▶ _Data records_
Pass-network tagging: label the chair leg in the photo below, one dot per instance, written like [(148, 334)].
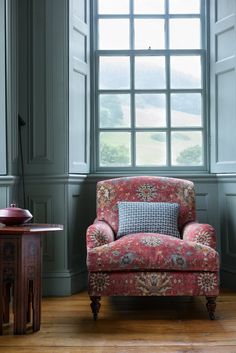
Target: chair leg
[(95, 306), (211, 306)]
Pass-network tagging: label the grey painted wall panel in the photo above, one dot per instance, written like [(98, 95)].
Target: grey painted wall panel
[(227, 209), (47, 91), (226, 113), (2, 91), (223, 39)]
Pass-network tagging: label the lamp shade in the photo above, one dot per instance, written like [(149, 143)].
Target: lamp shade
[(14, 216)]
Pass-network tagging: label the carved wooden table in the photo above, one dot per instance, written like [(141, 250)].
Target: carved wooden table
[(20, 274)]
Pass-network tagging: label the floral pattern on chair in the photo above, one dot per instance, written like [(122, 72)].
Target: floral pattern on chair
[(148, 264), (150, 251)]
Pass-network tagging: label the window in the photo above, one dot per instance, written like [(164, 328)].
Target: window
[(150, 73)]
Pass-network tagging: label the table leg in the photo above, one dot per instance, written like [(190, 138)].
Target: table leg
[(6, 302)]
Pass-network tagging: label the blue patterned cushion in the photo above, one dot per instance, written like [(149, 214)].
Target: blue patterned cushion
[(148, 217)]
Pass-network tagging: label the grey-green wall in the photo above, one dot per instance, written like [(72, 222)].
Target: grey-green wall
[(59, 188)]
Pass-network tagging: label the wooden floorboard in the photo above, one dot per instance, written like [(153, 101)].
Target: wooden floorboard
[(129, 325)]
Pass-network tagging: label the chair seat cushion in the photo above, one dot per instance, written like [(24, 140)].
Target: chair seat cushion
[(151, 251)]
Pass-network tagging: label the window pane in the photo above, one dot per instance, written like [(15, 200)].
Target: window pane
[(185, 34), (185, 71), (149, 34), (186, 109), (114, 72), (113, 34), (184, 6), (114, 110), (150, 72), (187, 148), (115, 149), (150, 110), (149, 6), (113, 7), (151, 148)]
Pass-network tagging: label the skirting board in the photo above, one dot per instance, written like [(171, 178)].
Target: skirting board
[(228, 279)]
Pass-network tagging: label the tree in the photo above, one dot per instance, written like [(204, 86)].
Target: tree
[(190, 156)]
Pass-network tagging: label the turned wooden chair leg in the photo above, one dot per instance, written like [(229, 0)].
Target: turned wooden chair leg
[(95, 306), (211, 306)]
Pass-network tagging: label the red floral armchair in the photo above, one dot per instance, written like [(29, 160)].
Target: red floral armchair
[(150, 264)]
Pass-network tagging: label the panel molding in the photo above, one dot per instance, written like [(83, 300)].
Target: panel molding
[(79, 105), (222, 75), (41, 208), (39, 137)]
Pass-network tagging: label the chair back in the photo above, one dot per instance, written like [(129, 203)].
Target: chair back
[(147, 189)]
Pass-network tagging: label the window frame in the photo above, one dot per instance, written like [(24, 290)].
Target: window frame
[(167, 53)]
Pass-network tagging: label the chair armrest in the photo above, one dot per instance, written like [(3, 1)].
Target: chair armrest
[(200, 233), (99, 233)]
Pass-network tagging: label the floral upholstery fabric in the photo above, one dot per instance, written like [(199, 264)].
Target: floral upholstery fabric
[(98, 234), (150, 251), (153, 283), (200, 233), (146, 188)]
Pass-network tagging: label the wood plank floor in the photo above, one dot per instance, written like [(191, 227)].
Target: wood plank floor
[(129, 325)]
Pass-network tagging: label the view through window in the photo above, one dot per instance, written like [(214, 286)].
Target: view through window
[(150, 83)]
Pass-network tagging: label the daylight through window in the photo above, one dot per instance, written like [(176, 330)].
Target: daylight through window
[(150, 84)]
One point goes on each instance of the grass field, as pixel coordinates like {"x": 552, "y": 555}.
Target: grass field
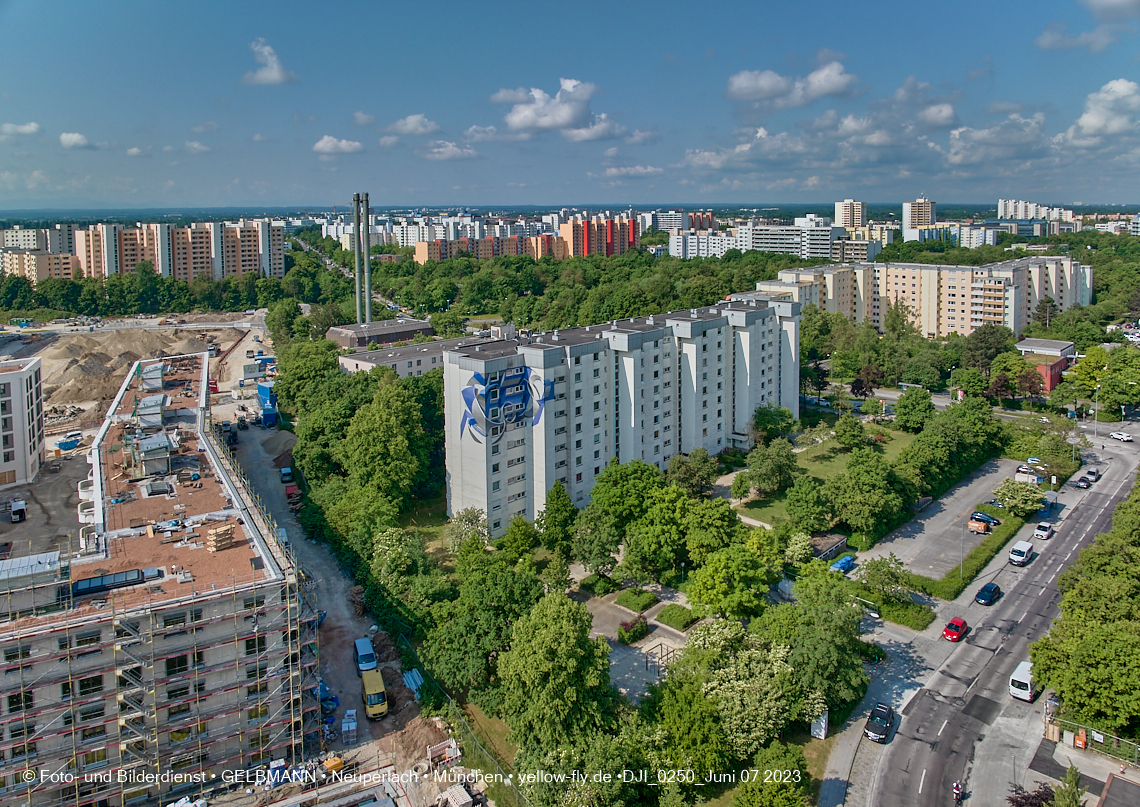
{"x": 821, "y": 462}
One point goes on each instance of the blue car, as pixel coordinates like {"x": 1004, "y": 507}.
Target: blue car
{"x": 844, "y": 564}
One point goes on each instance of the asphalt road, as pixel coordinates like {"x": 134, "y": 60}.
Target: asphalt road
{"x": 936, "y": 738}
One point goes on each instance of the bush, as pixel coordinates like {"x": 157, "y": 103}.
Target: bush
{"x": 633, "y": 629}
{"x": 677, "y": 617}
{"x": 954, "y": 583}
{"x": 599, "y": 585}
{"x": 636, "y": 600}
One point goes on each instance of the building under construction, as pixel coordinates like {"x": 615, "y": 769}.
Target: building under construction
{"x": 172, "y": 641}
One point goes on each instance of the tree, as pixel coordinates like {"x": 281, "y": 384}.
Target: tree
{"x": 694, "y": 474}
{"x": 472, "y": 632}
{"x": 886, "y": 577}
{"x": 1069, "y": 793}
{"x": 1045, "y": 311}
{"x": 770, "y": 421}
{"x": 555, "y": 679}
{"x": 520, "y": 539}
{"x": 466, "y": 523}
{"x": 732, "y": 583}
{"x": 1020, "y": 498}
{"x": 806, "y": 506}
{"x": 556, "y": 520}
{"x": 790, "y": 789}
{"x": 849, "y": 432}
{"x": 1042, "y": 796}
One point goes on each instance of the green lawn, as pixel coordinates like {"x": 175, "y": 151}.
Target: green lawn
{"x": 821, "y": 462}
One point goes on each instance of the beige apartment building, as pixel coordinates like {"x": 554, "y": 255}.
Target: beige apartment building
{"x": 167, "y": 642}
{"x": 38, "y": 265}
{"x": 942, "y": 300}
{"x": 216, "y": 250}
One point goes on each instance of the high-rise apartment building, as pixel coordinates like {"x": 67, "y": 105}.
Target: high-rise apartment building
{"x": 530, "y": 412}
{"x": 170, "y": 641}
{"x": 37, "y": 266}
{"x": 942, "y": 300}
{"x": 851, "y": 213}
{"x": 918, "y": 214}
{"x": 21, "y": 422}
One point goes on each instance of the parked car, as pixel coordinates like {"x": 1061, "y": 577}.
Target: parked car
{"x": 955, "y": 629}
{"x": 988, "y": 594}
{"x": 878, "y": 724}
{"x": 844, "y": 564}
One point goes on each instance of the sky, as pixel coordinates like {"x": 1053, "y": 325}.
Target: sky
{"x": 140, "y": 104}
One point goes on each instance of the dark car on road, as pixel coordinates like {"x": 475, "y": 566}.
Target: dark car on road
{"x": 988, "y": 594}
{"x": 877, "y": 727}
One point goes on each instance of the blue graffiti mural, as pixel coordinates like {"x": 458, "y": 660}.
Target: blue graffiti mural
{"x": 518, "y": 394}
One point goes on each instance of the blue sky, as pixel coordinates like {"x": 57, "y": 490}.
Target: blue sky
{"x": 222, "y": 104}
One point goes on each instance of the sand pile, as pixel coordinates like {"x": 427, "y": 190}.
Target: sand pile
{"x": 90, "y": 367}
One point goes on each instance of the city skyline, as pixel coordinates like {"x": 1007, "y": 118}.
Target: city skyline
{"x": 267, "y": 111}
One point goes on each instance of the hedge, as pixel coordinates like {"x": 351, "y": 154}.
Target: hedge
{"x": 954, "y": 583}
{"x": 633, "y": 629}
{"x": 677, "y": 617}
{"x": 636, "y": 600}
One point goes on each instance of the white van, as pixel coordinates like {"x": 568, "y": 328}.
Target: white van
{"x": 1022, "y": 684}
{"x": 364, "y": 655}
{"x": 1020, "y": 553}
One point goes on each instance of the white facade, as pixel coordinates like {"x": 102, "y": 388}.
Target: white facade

▶ _Prompt_
Write out all the material verbatim, images excluded.

▶ _Task response_
Pass-network tagging: label the chair leg in the photo below, one dot per instance, written like [(148, 334)].
Target: chair leg
[(95, 306), (211, 306)]
Pass-network tagging: label the grey painted wall panel in the photo above, one dot per instance, written like [(98, 95)].
Target: grey painted wall panel
[(227, 209), (47, 91), (226, 113), (2, 91), (223, 39)]
Pass-network tagging: label the lamp shade in the photo above, one dot per instance, written like [(149, 143)].
Target: lamp shade
[(14, 216)]
Pass-network tagging: label the carved wooden table in the photo above, one dot per instance, written like [(141, 250)].
Target: carved wooden table
[(20, 274)]
Pass-network tagging: label the floral pattern on chair in the photo above, one dot per instance, written like [(122, 72)].
Target: floral pattern on chair
[(148, 264), (150, 251)]
Pass-network tagging: label the window in the photo above, one dot per instance, written like [(164, 328)].
Target: window
[(150, 73)]
Pass-network tagging: label the table leg in the photo above, one dot per instance, written like [(190, 138)].
Target: table leg
[(6, 302)]
Pass-network tagging: label the blue patterned cushion in the photo above, one dot per instance, written like [(149, 214)].
Target: blue patterned cushion
[(148, 217)]
Pass-network tagging: label the grey-green wall in the photo above, one dot per instance, written like [(72, 222)].
Target: grey-green wall
[(59, 188)]
Pass-network tagging: label the wooden floorboard in the photo above, one dot per instance, written like [(153, 101)].
Target: wooden floorboard
[(129, 325)]
Pass-network tagging: label the chair seat cushion in the photo above, one dot per instance, written like [(24, 140)].
Target: chair seat cushion
[(151, 251)]
Pass-network tagging: label the window pane in the photo above, one dot per instance, written like [(15, 200)].
Target: window pane
[(185, 34), (185, 71), (149, 34), (186, 109), (114, 72), (113, 34), (184, 6), (114, 110), (150, 72), (187, 148), (115, 149), (150, 110), (149, 6), (113, 7), (151, 148)]
Pass-network tagging: label the skirting board in the photo above, one dot per instance, written like [(171, 178)].
Target: skirting board
[(228, 279)]
Pass-network tagging: label the tree in the photo above, one dot per instance, written like [(204, 86)].
Target: tree
[(190, 156)]
Pass-network tagging: label the turned wooden chair leg in the photo above, one dot per instance, written like [(229, 0)].
Target: turned wooden chair leg
[(95, 306), (211, 306)]
Pass-network tagging: label the red floral armchair in the photo above, one dot per instance, written like [(29, 160)].
Target: red floral armchair
[(150, 264)]
Pass-network tagging: label the panel molding in the photo above, one dot per instance, written like [(83, 300)].
Target: panel molding
[(79, 105), (222, 75), (41, 208), (39, 137)]
Pass-network tagging: label the chair back in the photo above, one dot per instance, written like [(129, 203)].
Target: chair back
[(147, 189)]
Pass-network tagging: label the window frame in the photo above, one dot per instance, written like [(24, 290)].
Target: window frame
[(167, 53)]
Pass-network tagging: label the chair armrest in the photo above, one dot per instance, written like [(3, 1)].
Target: chair armrest
[(200, 233), (99, 233)]
Pass-network tagging: label the floral upholstery fabric in the photo above, one dot per instance, written like [(199, 264)].
Target: floral upholstery fabric
[(98, 234), (150, 251), (153, 283), (200, 233), (146, 188)]
Pass-network tagging: label the wood plank floor in the photo above, one dot per instance, written like [(191, 227)].
Target: wood plank floor
[(129, 325)]
Pass-network tagging: label the view through window in the photo above, one dot per instance, written like [(214, 286)].
Target: view through window
[(150, 83)]
Pass-network tagging: label the daylight through window in the photo above, one dot per instance, written like [(176, 330)].
Target: daylight through window
[(150, 84)]
One point goes on each instance of the grass field, as pixel coordinates like {"x": 552, "y": 555}.
Target: grass field
{"x": 821, "y": 462}
One point goes on each instance of the blue car, as pixel coordinates like {"x": 1004, "y": 507}.
Target: blue car
{"x": 844, "y": 564}
One point goes on each instance of the asphalt road, as pixel coordinates like {"x": 134, "y": 60}.
Target: asphalt road
{"x": 936, "y": 738}
One point goes on each instance of the bush, as pixel coordinates like {"x": 157, "y": 103}.
Target: bush
{"x": 633, "y": 629}
{"x": 677, "y": 617}
{"x": 954, "y": 583}
{"x": 599, "y": 585}
{"x": 636, "y": 600}
One point goes on each instance of the building under construction, as pixel coordinates like {"x": 615, "y": 769}.
Target: building under construction
{"x": 172, "y": 641}
One point goes on each instance of the tree, as pixel coordinates like {"x": 281, "y": 384}.
Target: tree
{"x": 694, "y": 474}
{"x": 472, "y": 632}
{"x": 886, "y": 577}
{"x": 1069, "y": 793}
{"x": 1045, "y": 311}
{"x": 770, "y": 421}
{"x": 555, "y": 679}
{"x": 520, "y": 539}
{"x": 466, "y": 523}
{"x": 732, "y": 583}
{"x": 1020, "y": 498}
{"x": 806, "y": 506}
{"x": 556, "y": 520}
{"x": 790, "y": 789}
{"x": 849, "y": 432}
{"x": 1042, "y": 796}
One point goes on each instance of the green lawn, as pixel coordinates like {"x": 175, "y": 151}.
Target: green lawn
{"x": 821, "y": 462}
One point goes on each instance of the beige apartment building, as pixel coordinates like {"x": 554, "y": 255}.
Target: beige apartment building
{"x": 167, "y": 642}
{"x": 38, "y": 265}
{"x": 942, "y": 300}
{"x": 216, "y": 250}
One point goes on each instance of the high-rise apartment building, as pixel coordinates like {"x": 67, "y": 105}.
Target: high-rise apartment building
{"x": 530, "y": 412}
{"x": 170, "y": 641}
{"x": 37, "y": 266}
{"x": 942, "y": 300}
{"x": 851, "y": 213}
{"x": 918, "y": 214}
{"x": 21, "y": 422}
One point goes on each instance of the parked car, as pixel coordinates like {"x": 1061, "y": 577}.
Target: parked car
{"x": 955, "y": 629}
{"x": 988, "y": 594}
{"x": 878, "y": 724}
{"x": 844, "y": 564}
One point goes on each instance of the sky, as pixel coordinates like {"x": 1053, "y": 325}.
Target: sky
{"x": 140, "y": 104}
One point goes on each instance of the dark car on road, as pixel coordinates like {"x": 475, "y": 566}.
Target: dark car on road
{"x": 988, "y": 594}
{"x": 877, "y": 727}
One point goes on each instance of the blue graffiti mural, as pixel coordinates like {"x": 458, "y": 660}.
Target: blue graffiti mural
{"x": 518, "y": 394}
One point goes on each instance of the blue sky, as pixel coordinates like {"x": 57, "y": 490}.
Target: blue sky
{"x": 222, "y": 104}
One point goes on each instance of the sand pile, as pixel coordinates like {"x": 427, "y": 190}.
Target: sand pile
{"x": 90, "y": 367}
One point goes on each instance of the city skyline, as pixel coordinates like {"x": 1007, "y": 118}.
Target: city skyline
{"x": 267, "y": 111}
One point goes on each instance of the hedge, as pixel coordinates like {"x": 351, "y": 154}.
Target: hedge
{"x": 954, "y": 583}
{"x": 633, "y": 629}
{"x": 677, "y": 617}
{"x": 636, "y": 600}
One point goes on each instance of the white van, as pixel coordinates like {"x": 568, "y": 328}.
Target: white van
{"x": 1022, "y": 684}
{"x": 364, "y": 655}
{"x": 1020, "y": 553}
One point goes on each instance of the white facade, as pixel coordinates like {"x": 102, "y": 388}.
Target: white facade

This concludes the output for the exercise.